#### [PROBLEM DETAILS]
Write out the entries below word for word, from the line containing "Security feed analysis — locate every instance of rooftop" through the line containing "[345,83,369,108]", inclusive. Leave the pictures out of your copy.
— Start LISTED RECORDS —
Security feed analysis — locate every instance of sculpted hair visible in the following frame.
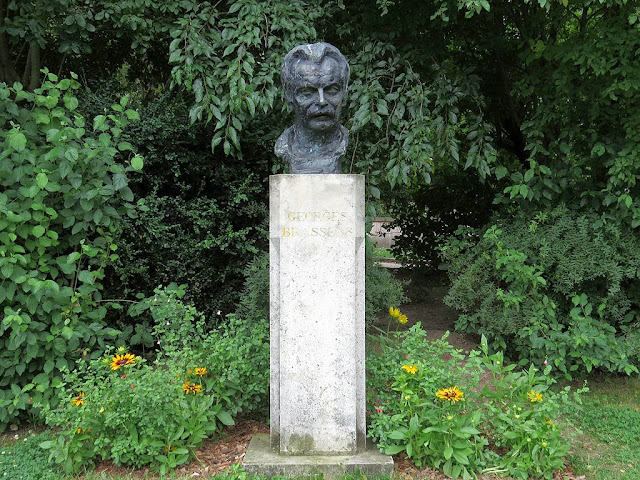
[281,42,349,101]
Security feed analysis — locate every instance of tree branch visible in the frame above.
[0,0,20,85]
[28,40,40,92]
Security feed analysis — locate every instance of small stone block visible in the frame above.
[242,434,393,478]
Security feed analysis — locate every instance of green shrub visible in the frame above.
[77,86,273,318]
[132,285,269,417]
[367,323,584,480]
[39,284,269,474]
[41,347,233,474]
[0,71,142,431]
[442,206,640,377]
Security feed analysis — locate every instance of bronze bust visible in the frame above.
[275,42,349,174]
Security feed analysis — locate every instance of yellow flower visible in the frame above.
[182,381,202,395]
[71,392,84,407]
[527,390,542,403]
[402,365,418,375]
[436,386,464,403]
[111,353,136,370]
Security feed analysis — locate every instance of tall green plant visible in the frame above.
[0,70,143,431]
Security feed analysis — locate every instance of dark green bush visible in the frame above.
[0,73,143,431]
[390,160,495,273]
[442,205,640,376]
[86,89,269,319]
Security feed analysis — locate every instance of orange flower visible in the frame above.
[71,392,84,407]
[182,381,202,395]
[402,365,418,375]
[527,390,542,403]
[436,386,464,403]
[111,353,136,370]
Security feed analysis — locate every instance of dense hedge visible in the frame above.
[0,74,143,431]
[442,205,640,375]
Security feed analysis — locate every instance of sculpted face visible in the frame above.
[289,57,345,133]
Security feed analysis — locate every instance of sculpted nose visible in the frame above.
[318,88,327,105]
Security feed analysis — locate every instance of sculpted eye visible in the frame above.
[297,88,315,97]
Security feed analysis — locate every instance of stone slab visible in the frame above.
[242,433,393,478]
[269,174,366,455]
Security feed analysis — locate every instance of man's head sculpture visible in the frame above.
[275,43,349,173]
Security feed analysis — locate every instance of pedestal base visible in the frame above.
[242,434,393,478]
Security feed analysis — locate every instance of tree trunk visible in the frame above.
[0,0,20,85]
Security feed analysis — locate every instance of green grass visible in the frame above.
[5,376,640,480]
[570,377,640,480]
[0,432,65,480]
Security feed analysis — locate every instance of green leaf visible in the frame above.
[78,270,95,284]
[131,155,144,172]
[524,168,534,182]
[443,445,453,460]
[388,430,406,440]
[60,326,73,340]
[7,128,27,152]
[216,410,235,425]
[113,173,128,190]
[93,115,107,130]
[496,165,509,180]
[63,96,78,111]
[31,225,45,238]
[384,445,405,455]
[36,172,49,189]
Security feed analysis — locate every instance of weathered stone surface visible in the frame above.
[269,174,365,455]
[242,434,393,478]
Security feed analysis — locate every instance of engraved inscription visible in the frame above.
[282,210,353,238]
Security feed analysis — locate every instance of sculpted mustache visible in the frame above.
[309,107,333,117]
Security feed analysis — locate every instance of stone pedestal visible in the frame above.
[243,174,393,478]
[269,174,365,455]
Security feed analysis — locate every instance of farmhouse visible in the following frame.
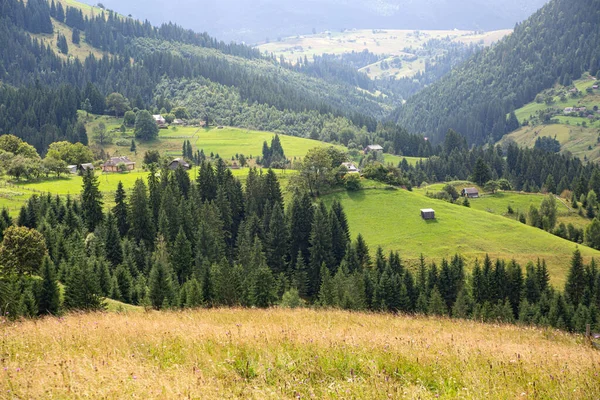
[169,158,191,171]
[77,163,94,172]
[152,114,167,126]
[460,188,479,199]
[102,157,135,172]
[421,208,435,221]
[342,163,360,174]
[365,144,383,154]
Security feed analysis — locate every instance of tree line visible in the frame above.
[0,160,600,332]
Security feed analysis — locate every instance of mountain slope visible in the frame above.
[393,0,600,143]
[90,0,546,43]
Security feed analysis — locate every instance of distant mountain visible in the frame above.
[86,0,547,43]
[393,0,600,144]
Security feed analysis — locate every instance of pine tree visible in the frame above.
[249,264,277,308]
[319,264,334,307]
[37,256,60,315]
[129,179,154,247]
[171,227,193,285]
[291,251,308,298]
[112,181,129,238]
[427,286,448,315]
[309,203,334,296]
[565,249,586,307]
[452,288,473,319]
[114,264,133,303]
[148,257,174,310]
[266,203,289,274]
[81,169,104,232]
[104,213,123,267]
[64,262,104,311]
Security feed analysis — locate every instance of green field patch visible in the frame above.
[325,190,600,286]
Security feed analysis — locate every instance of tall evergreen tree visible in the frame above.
[565,249,587,306]
[112,181,129,237]
[37,256,60,315]
[81,169,104,232]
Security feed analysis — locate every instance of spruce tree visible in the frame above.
[64,261,104,311]
[148,257,174,310]
[37,256,60,315]
[104,213,123,267]
[565,249,587,307]
[81,169,104,232]
[112,181,129,238]
[427,286,448,315]
[171,227,193,285]
[249,264,277,308]
[309,203,334,296]
[265,203,289,274]
[114,264,133,303]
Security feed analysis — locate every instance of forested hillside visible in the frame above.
[0,0,424,153]
[393,0,600,144]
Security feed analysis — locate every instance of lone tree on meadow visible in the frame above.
[134,110,158,140]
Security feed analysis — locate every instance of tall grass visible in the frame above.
[0,309,600,399]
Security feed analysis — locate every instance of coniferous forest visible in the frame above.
[0,160,600,332]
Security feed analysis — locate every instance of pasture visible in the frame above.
[258,29,512,79]
[325,186,600,287]
[0,308,600,400]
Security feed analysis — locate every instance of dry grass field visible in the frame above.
[0,309,600,399]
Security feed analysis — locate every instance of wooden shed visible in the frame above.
[421,208,435,221]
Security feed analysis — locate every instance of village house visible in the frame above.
[102,156,135,172]
[460,188,479,199]
[169,158,191,171]
[421,208,435,221]
[341,162,360,174]
[152,114,167,126]
[365,144,383,154]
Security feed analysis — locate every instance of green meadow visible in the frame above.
[325,186,600,287]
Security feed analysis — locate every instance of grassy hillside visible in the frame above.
[326,190,600,286]
[414,181,590,228]
[258,29,511,79]
[501,76,600,161]
[0,309,600,399]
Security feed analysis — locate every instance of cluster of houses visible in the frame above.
[564,107,587,115]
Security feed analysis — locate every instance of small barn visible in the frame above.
[460,188,479,199]
[169,158,191,171]
[342,163,360,174]
[152,114,167,126]
[421,208,435,221]
[102,157,135,172]
[365,144,383,154]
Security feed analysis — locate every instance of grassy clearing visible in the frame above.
[501,124,600,161]
[325,190,600,287]
[0,309,600,399]
[258,29,512,78]
[8,168,296,215]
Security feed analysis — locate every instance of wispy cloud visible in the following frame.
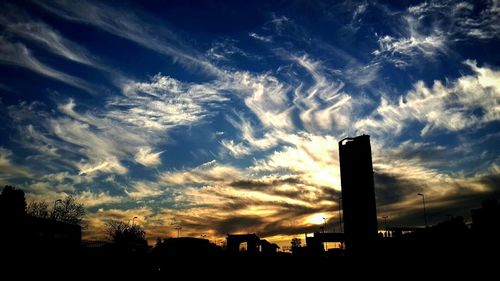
[0,37,95,93]
[0,147,32,184]
[0,6,99,68]
[37,0,223,75]
[355,60,500,135]
[134,147,163,167]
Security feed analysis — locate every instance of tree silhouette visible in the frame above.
[50,195,85,226]
[106,221,147,246]
[290,237,302,249]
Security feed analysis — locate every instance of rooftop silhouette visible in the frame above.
[0,135,500,273]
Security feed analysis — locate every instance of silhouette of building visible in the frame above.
[339,135,378,254]
[306,232,345,256]
[226,233,279,256]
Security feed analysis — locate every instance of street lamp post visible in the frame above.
[339,197,343,233]
[52,199,62,220]
[382,216,389,232]
[417,193,428,228]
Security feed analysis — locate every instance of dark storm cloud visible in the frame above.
[373,172,424,206]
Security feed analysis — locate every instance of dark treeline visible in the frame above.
[0,183,500,275]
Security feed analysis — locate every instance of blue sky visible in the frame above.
[0,1,500,241]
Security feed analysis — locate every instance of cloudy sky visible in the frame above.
[0,0,500,244]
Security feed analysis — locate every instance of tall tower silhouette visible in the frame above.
[339,135,377,255]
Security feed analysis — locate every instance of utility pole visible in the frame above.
[417,193,428,228]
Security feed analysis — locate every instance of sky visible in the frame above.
[0,0,500,245]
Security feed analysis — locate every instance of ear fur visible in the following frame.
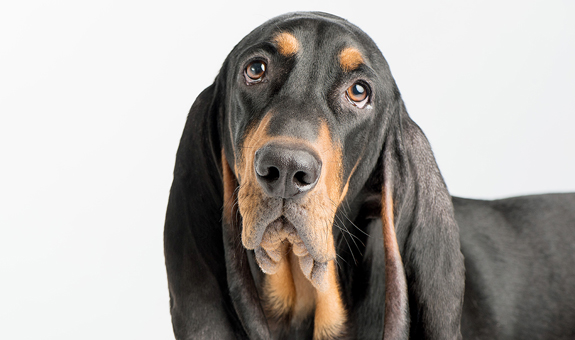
[382,97,465,339]
[164,74,269,339]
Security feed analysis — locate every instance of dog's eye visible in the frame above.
[246,60,266,83]
[345,83,369,108]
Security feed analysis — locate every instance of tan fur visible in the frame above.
[339,47,363,72]
[222,149,238,223]
[313,261,346,340]
[236,112,346,340]
[381,187,408,340]
[273,32,299,57]
[264,245,296,318]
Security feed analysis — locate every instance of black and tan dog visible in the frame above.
[165,13,575,340]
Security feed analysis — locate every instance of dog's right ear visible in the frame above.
[164,70,269,339]
[164,84,241,339]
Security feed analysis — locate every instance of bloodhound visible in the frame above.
[164,13,575,340]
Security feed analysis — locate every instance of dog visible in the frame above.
[164,12,575,340]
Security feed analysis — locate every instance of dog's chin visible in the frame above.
[255,217,329,291]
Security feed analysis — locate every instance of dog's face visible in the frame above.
[221,15,397,289]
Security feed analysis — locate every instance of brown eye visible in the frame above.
[346,83,368,103]
[246,60,266,83]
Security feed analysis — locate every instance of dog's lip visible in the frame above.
[255,218,328,291]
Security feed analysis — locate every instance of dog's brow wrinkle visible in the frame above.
[273,32,299,57]
[339,47,364,72]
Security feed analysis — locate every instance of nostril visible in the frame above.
[257,166,280,182]
[293,171,314,186]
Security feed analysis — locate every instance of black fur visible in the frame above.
[164,13,575,339]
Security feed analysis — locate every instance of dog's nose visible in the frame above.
[254,143,321,198]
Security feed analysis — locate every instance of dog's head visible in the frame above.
— End LISTED RECORDS —
#### [EXERCISE ANSWER]
Security feed analysis — locate every instance of rooftop silhouette visible in the frame above.
[0,135,500,273]
Security feed analysis — locate every instance of silhouette of building visible in the frame above.
[339,135,378,254]
[306,232,345,256]
[226,233,279,256]
Security feed analysis — locate every instance of street lamp post visible in the frame above.
[339,197,343,233]
[52,199,62,220]
[382,216,389,232]
[417,193,428,228]
Security feed analysis — locate every instance of dark storm cloud visible in the frame above.
[373,172,424,206]
Security feed analysis — locate every instance of dark treeline visible in the frame above.
[0,183,500,275]
Security feed analysis — locate every instance of blue sky visible in the frame above.
[0,1,500,241]
Security feed analysis — locate every instance of cloudy sky visible in the frame above.
[0,0,500,244]
Security feed analysis — locate every instance of tall tower silhouette visible in the frame above.
[339,135,377,255]
Security feed analysis — locate every instance of utility pole visible in the frame above.
[417,193,428,228]
Security feed analysis — locate every instance of sky visible in the frame above.
[0,0,500,245]
Security feed analysis — locate every instance of ear fur visible in the following frame.
[382,97,465,339]
[164,74,269,339]
Security feed analysis — locate every instance of dog's eye visible in the frame above.
[246,60,266,83]
[345,83,369,108]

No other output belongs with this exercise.